Begin

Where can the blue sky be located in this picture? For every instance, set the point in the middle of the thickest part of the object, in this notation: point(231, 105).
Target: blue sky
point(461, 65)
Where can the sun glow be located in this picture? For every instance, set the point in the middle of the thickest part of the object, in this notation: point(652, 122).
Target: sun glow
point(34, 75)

End
Begin

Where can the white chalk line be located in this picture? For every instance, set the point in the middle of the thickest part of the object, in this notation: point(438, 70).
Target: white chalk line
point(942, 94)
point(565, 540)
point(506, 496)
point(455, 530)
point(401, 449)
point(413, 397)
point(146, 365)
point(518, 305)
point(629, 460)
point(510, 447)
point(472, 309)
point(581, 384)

End

Objective => Reproduce the listing's lines from the one containing "Where can the sun" through the one containing "point(34, 75)", including both of those lines, and no others.

Written solution =>
Where can the sun glow be located in this picture? For every instance, set the point in the middle of the thickest part of the object, in this notation: point(652, 122).
Target: sun glow
point(34, 75)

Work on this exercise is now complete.